-- Start WORKING DATA --
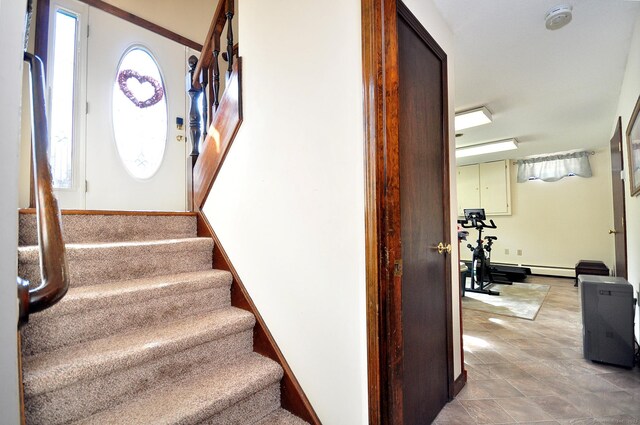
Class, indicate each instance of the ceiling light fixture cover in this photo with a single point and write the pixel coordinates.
(473, 118)
(484, 148)
(558, 17)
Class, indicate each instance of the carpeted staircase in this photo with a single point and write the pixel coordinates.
(146, 333)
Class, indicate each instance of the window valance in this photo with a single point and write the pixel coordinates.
(554, 167)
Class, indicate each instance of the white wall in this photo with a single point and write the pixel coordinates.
(189, 18)
(556, 224)
(628, 97)
(432, 20)
(288, 204)
(11, 43)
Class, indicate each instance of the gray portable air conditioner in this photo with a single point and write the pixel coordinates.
(607, 319)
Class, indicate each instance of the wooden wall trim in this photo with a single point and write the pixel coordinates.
(382, 219)
(459, 383)
(382, 223)
(42, 25)
(292, 396)
(371, 68)
(222, 132)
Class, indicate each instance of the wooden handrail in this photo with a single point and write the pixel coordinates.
(203, 87)
(53, 263)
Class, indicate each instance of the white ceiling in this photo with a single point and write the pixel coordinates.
(552, 90)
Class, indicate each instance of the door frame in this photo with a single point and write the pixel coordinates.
(618, 142)
(382, 206)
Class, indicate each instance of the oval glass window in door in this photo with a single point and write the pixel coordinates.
(139, 113)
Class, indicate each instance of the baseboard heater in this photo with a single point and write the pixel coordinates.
(544, 270)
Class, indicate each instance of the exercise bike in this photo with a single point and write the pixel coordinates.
(481, 273)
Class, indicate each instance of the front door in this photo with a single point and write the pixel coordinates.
(620, 229)
(424, 205)
(135, 157)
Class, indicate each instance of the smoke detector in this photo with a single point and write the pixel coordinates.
(558, 17)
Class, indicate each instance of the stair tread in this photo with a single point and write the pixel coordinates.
(135, 290)
(28, 251)
(281, 417)
(109, 226)
(52, 370)
(195, 399)
(99, 263)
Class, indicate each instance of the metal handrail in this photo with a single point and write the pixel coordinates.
(53, 263)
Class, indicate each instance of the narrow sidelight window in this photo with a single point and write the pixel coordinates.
(62, 96)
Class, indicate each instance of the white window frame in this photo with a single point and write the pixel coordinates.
(81, 12)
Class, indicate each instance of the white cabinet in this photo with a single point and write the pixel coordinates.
(468, 187)
(485, 185)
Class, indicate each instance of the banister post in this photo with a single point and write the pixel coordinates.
(216, 75)
(194, 114)
(194, 128)
(229, 15)
(204, 82)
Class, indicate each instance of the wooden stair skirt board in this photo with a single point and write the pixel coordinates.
(156, 328)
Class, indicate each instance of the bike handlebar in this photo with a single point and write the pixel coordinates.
(477, 224)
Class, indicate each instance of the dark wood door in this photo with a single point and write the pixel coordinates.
(620, 227)
(424, 189)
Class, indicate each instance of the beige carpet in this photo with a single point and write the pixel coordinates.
(146, 333)
(518, 300)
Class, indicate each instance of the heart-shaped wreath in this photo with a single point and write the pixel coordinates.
(158, 91)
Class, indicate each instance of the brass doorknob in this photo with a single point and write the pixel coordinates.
(442, 248)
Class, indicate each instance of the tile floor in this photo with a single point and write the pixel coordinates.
(533, 372)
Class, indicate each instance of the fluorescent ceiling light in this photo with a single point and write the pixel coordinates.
(473, 118)
(483, 148)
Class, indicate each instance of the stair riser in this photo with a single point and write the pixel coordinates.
(53, 331)
(101, 393)
(247, 411)
(81, 228)
(107, 264)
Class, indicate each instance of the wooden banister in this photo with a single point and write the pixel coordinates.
(53, 264)
(221, 112)
(222, 119)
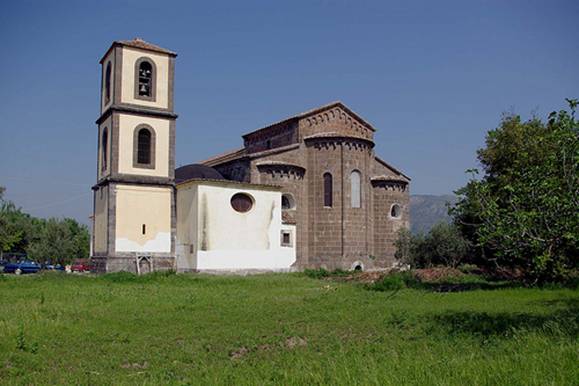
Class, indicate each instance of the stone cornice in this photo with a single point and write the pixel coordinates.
(138, 110)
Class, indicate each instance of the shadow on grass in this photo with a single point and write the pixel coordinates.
(560, 322)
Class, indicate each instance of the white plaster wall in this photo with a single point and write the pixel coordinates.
(138, 205)
(127, 125)
(224, 239)
(130, 57)
(100, 219)
(186, 242)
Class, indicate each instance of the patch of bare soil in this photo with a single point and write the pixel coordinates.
(361, 277)
(242, 351)
(437, 274)
(138, 366)
(295, 341)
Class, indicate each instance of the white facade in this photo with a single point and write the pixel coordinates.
(213, 236)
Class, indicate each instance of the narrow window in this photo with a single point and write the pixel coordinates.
(104, 149)
(286, 240)
(328, 193)
(355, 191)
(145, 79)
(396, 211)
(287, 201)
(144, 147)
(108, 83)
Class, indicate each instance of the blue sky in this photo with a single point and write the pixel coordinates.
(431, 76)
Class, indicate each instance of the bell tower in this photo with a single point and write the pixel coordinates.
(134, 199)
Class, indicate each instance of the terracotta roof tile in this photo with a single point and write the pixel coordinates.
(140, 43)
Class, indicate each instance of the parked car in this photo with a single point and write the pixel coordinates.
(25, 266)
(52, 267)
(81, 266)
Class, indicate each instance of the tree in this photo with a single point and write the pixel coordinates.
(523, 213)
(60, 242)
(443, 245)
(10, 234)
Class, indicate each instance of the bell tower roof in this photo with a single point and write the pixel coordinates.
(141, 44)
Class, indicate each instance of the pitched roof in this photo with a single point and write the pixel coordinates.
(395, 170)
(141, 44)
(196, 171)
(224, 157)
(316, 111)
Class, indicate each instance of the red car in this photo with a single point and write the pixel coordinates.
(81, 266)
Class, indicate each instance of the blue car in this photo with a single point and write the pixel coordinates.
(52, 267)
(21, 267)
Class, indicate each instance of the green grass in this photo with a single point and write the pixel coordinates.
(280, 329)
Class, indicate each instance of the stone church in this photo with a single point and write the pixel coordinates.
(305, 192)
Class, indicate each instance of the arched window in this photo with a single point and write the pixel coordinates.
(396, 211)
(328, 190)
(108, 83)
(356, 190)
(104, 149)
(241, 202)
(144, 146)
(287, 201)
(145, 76)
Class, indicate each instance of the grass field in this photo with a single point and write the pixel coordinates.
(280, 329)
-- End WORKING DATA --
INSTRUCTIONS FOR THE TASK: Print each of the records above exactly as written, leaving no picture in the copy.

COMPLETE OUTPUT:
Class, indicate each instance of the ceiling light fixture cover in this photo with a single point and write the pixel coordinates.
(473, 118)
(484, 148)
(558, 17)
Class, indicate each instance of the carpeted staircase in this photo with a single point and write the pixel coordinates.
(146, 333)
Class, indicate each instance of the window valance in this photo with a single point and write the pixel coordinates.
(554, 167)
Class, indicate each instance of the white wall in this photo with a single point and write the pixel coordinates.
(189, 18)
(556, 224)
(628, 97)
(432, 20)
(288, 204)
(11, 43)
Class, indicate each instance of the gray portable air conditioner in this photo with a single point and write the pixel coordinates.
(607, 319)
Class, indicate each instance of the wooden wall trim in this photo with a single point and write the pixel coordinates.
(382, 219)
(459, 383)
(382, 223)
(42, 25)
(292, 396)
(371, 68)
(222, 132)
Class, indicate each instance of the wooden handrail in this photo with a single point and write the pixel coordinates.
(203, 87)
(53, 263)
Class, indicate each instance of the white ceiling in this photo with a single point and write the pixel coordinates.
(552, 90)
Class, indicate each instance of the door frame in this photo with a single point and write the pixel coordinates.
(618, 142)
(382, 206)
Class, indicate each instance of the oval glass window in door in this photo with a single point and write the pixel coordinates.
(139, 113)
Class, indicate each instance of the baseboard heater in this photo with a single point and write the pixel coordinates.
(544, 270)
Class, indicate each instance of the exercise bike in this photo with a single point and write the pixel coordinates.
(481, 273)
Class, indicate each instance of the front door in this photo with a single point and write the pixel coordinates.
(620, 229)
(424, 205)
(135, 157)
Class, indicate each instance of the smoke detector in this photo with a single point and write the pixel coordinates.
(558, 17)
Class, indicate each instance of the stair tread in this photo with a single point and write the pixel coordinates.
(135, 290)
(28, 251)
(281, 417)
(109, 226)
(52, 370)
(195, 399)
(99, 263)
Class, indicate each instance of the metal handrail in this photo with a single point and write the pixel coordinates.
(53, 263)
Class, indicate each instance of the narrow sidelight window in this photo with a single point and write the pixel coordinates.
(62, 96)
Class, indicate each instance of the white window frame in this photo with a single point and write the pixel coordinates.
(81, 12)
Class, indicate each instance of the white cabinet in this photo with a single point and write the pixel coordinates.
(468, 187)
(485, 185)
Class, indicate each instance of the banister post in this photo with a single point and write the pixel coordinates.
(216, 75)
(194, 114)
(194, 128)
(229, 15)
(204, 82)
Class, indicate each instance of the wooden stair skirt board in this photo with a single point and write the pixel coordinates.
(156, 328)
Class, indicate each instance of the bike handlebar in this photo with a single point and write the pixel coordinates.
(477, 224)
Class, indicate each instance of the dark wood door in this photo with a single point and write the pixel coordinates.
(620, 227)
(424, 189)
Class, indicate each instance of the beige carpet in this photo with a single point and write the pixel coordinates.
(146, 333)
(518, 300)
Class, indicate each instance of the heart-shaped wreath in this photo with a single point and write the pixel coordinates.
(158, 91)
Class, indicate each instance of the brass doorknob in this photo with a single point and write the pixel coordinates.
(442, 248)
Class, indicate each instance of the tile floor in this photo with a single point and write the pixel coordinates.
(533, 372)
Class, indicate each instance of the fluorescent ceiling light in this photo with a single point and write the pixel coordinates.
(473, 118)
(483, 148)
Class, indicate each instance of the stair riser in this photo with a single point and write the pixel coordinates.
(53, 331)
(101, 393)
(247, 411)
(81, 228)
(107, 264)
Class, indicate each instance of the wooden banister in this photo with a single point and write the pixel coordinates.
(53, 264)
(221, 112)
(222, 119)
Class, indicate each instance of the stone cornice in this photo with a single point and write the pixel coordinates.
(138, 110)
Class, indicate each instance of the shadow on grass in this photo with a single point and write the pixel coordinates.
(560, 322)
Class, indicate each instance of the white plaster wall in this photo with a single point and write the pixel coordinates.
(138, 205)
(127, 125)
(224, 239)
(130, 57)
(100, 219)
(186, 242)
Class, indicate each instance of the patch of bare soil in this photo with a single point and write the pixel coordinates.
(361, 277)
(242, 351)
(437, 274)
(138, 366)
(295, 341)
Class, indicate each instance of the white facade in this photo with a single point and write the pixel coordinates.
(213, 236)
Class, indicate each instance of the narrow window in this photo with a single point and write the pixel coordinates.
(104, 149)
(286, 240)
(328, 193)
(355, 191)
(145, 79)
(396, 211)
(287, 201)
(144, 147)
(108, 83)
Class, indicate each instance of the blue sky in this photo with a single point and write the pixel coordinates.
(431, 76)
Class, indicate each instance of the bell tower in this photo with a single point and write the pixel coordinates.
(134, 199)
Class, indicate each instance of the terracotta roof tile in this photo with a single point and write the pixel coordinates.
(140, 43)
Class, indicate each instance of the parked car in this photo with a single point and write the pixel coordinates.
(25, 266)
(52, 267)
(81, 266)
Class, indicate each instance of the tree in this photo with a single point and write the pixel coordinates.
(523, 213)
(60, 242)
(443, 245)
(10, 234)
Class, indicate each instance of the bell tower roof in this photo with a single point and write the pixel coordinates.
(141, 44)
Class, indicate each instance of the pitched roof in this photo with a single point and write the pixel coordinates.
(395, 170)
(141, 44)
(196, 171)
(224, 157)
(316, 111)
Class, indicate each instance of the red car in this photo with a single point and write the pixel coordinates.
(81, 266)
Class, indicate each instance of the blue car in this photo with a single point and write the pixel coordinates.
(52, 267)
(21, 267)
Class, indicate each instance of the green grass in this photo with a single point and write the pixel coordinates.
(280, 329)
Class, indicate each instance of the stone church in this photo with a single point and write the pixel coordinates.
(305, 192)
Class, indicate each instance of the arched window in this photo with a single point and write the pixel coordinates.
(396, 211)
(328, 190)
(108, 83)
(356, 190)
(104, 149)
(241, 202)
(144, 146)
(287, 201)
(145, 76)
Class, indicate each instance of the grass field in this photo with a single point and write the pixel coordinates.
(280, 329)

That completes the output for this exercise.